Fragment źródłowy ▸
Miałem niebywałą przyjemność grać w:
wilczy szaniec
car jackar
rajd na berlin
i rozliczne superprodukcje podobnej klasy.
wilczy szaniec
car jackar
rajd na berlin
i rozliczne superprodukcje podobnej klasy.
Najgorsze gry w jakie graliście
|
Miałem niebywałą przyjemność grać w:
wilczy szaniec car jackar rajd na berlin i rozliczne superprodukcje podobnej klasy.
21-05-2012, 19:42
Z tych "superprodukcji" to chyba tylko Maluch Racer...
Kolego, Ty tak na poważnie ?
21-05-2012, 20:29
Oczywiście, że na poważnie (;
Anyway, najgorszą grą w jaką miałem okazję zagrać jest jakaś zgroza dołączana do płatków śniadaniowych. Do dziś nie wierzę, że moich kolegów to bawiło...
22-05-2012, 10:45
Prawdziwym crapem jest Symulator Dźwigu.

Dostarczone dane ▸
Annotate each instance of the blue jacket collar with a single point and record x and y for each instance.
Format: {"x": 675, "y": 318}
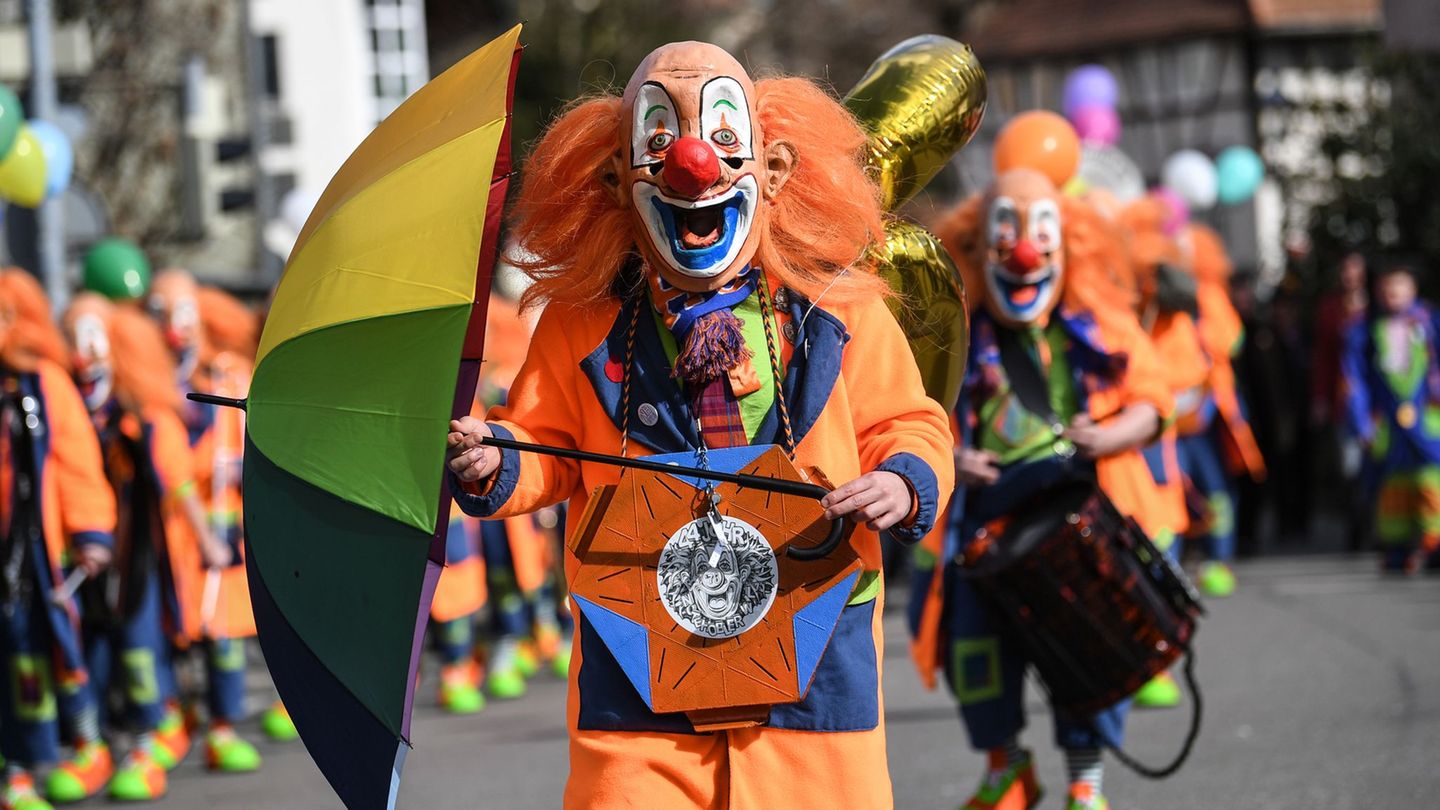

Zadania do wykonania ▸
(a) Przepisz dokładnie fragment wątku o najgorszych grach, zaczynając od słów „21-05-2012, 20:29” i ciągnąc aż po słowa „jest Symulator Dźwigu.”.
(b) Kontynuuj wątek o najgorszych grach, dopisując dalszy ciąg po jego ostatnim wpisie.

Odpowiedzi do zadań ▸
(a)
21-05-2012, 20:29
Oczywiście, że na poważnie (;
Anyway, najgorszą grą w jaką miałem okazję zagrać jest jakaś zgroza dołączana do płatków śniadaniowych. Do dziś nie wierzę, że moich kolegów to bawiło...
22-05-2012, 10:45
Prawdziwym crapem jest Symulator Dźwigu.

(b)
22-05-2012, 12:25
Ja miałem raz okazje dostać od wydawnictwa jakiegoś grę Ceebot jako nagrodę do konkursu. Z ciekawości, sprawdziłem co to jest... Nigdy więcej.
23-05-2012, 01:37
Bo to nie gra. Ceebot to platforma do nauki programowania dla dzieci. Obita w "grę", bo dzieci lubią gry.
23-05-2012, 13:44
Ja doskonale wiem co to, ale dalej w teorii nazywa się to grą :P
23-05-2012, 15:35
w teorii to: http://www.engadget.com/2012/05/20/neuro...ilitation/ tez mozna nazwac gra. teoria bywa zwodnicza
23-05-2012, 15:36
A gdzie grem jest granica między grą a resztą?
23-05-2012, 15:39
ty mi powiedz. bo zaraz sie okaze, ze elementy gamifikacji wprowadzane do naszego zycia zmieniaja je w gre. jak chocby smietniki naliczajace punkty za sortowanie odpadow
23-05-2012, 15:58
Ja się nie odważę żeby postawić granice, jest cholernie cienka.
23-05-2012, 16:09
Tak samo jak granica między offtopem a pisaniem na temat
28-05-2012, 11:05
Symulacja Farmy. Do dziś nie wiem co mojego brata podkusiło, żeby to kupić.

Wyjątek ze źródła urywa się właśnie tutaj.